▶ _Short problem 1_
Reproduce the records verbatim, starting at the line that contains "Target: bare tree" and ending with the last line of the records.
-- Begin Page text --
The European Commission welcomed the European Parliament’s adoption of the new regulation on the Generalised Scheme of Preferences (GSP). The vote is considered the final step before the system enters into force on January 1, 2027.

European Parliament approves new GSP scheme for developing countries

The new GSP will apply reduced or zero customs duties on imports from 65 developing countries over the next 10 years. The regulation aims to reduce poverty and support sustainable development, particularly in least developed countries. In the current environment of increasing global uncertainty, the importance of the system has further increased.

As one of the core instruments of EU trade policy, the updated GSP will continue the “Everything But Arms” (EBA) initiative. Under this scheme, all products (except arms and ammunition) from the world’s least developed countries will continue to benefit from full duty-free access. This measure, introduced nearly 25 years ago, will continue indefinitely for the most vulnerable economies.
-- End Page text --
▶ _Short problem 2_
According to the article on the Generalised Scheme of Preferences, from how many developing countries will imports receive reduced or zero customs duties?
-- Begin Information provided --
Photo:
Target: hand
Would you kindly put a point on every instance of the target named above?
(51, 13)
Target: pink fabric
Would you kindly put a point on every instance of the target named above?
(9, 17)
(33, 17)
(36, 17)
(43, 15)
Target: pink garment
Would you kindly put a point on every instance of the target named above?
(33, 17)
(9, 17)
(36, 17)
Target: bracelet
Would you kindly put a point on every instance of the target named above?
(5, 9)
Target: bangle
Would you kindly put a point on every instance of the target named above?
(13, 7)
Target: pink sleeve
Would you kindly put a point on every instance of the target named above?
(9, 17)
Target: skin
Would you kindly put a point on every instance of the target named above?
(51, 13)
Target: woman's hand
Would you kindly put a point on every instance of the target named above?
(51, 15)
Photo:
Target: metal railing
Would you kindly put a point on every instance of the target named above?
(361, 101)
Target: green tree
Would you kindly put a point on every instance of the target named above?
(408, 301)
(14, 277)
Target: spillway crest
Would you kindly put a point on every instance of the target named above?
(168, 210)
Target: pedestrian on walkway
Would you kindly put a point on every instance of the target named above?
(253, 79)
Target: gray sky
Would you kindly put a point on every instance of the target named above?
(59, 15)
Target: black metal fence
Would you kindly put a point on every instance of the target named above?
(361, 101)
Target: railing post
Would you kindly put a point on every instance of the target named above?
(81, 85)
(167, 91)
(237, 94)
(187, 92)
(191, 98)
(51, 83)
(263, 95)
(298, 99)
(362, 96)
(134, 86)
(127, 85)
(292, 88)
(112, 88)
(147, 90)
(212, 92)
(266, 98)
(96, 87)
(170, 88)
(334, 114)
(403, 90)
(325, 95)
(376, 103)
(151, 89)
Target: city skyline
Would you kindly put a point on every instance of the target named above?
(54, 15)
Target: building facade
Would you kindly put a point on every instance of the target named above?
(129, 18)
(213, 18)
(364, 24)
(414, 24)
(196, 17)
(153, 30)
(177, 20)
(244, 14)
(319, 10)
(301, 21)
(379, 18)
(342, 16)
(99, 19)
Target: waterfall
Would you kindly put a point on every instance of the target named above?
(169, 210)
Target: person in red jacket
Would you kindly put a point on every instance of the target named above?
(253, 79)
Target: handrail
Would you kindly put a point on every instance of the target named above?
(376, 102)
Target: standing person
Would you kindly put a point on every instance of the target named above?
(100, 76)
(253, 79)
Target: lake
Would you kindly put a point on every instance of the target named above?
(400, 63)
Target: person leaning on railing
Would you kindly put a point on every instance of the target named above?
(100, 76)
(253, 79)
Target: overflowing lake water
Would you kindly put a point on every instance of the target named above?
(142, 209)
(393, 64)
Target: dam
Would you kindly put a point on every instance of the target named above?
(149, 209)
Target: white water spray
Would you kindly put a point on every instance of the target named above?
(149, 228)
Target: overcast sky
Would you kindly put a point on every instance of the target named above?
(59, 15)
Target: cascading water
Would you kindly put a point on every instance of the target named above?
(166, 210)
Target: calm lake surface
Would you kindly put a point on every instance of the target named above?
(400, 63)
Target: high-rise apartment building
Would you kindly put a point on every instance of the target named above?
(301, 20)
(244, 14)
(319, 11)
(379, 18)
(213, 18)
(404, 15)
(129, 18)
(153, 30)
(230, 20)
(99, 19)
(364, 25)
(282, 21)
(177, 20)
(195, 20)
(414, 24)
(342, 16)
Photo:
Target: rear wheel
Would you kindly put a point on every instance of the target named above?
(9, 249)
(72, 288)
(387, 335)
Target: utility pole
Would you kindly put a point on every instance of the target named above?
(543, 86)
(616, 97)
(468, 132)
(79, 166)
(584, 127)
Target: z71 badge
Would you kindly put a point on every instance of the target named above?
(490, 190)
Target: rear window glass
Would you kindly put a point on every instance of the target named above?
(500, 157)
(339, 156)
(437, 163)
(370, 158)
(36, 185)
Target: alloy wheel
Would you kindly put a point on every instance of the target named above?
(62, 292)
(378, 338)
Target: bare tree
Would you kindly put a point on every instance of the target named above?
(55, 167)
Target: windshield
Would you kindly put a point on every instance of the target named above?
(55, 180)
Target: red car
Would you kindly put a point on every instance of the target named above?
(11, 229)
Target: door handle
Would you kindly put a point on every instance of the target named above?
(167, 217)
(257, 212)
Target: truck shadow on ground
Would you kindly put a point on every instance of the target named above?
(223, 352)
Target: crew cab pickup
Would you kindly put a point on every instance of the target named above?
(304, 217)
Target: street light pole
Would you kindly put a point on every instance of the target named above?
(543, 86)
-- End Information provided --
▶ _Complete output 1_
Target: bare tree
Would you kindly put a point on every instance of the target named above?
(55, 167)
Target: windshield
Would you kindly put a point on every instance of the target named above?
(55, 180)
Target: red car
Would you kindly put a point on every instance of the target named above?
(11, 229)
Target: door handle
Would you kindly put a point on every instance of the target named above?
(167, 217)
(257, 212)
Target: truck shadow on ground
Would you kindly put a point on every instance of the target named above?
(223, 352)
Target: crew cab pickup
Would you kindly put a point on every instance of the target named above?
(304, 217)
Target: street light pole
Would you kindly put a point on every instance of the target named above?
(543, 86)

▶ _Complete output 2_
65 developing countries.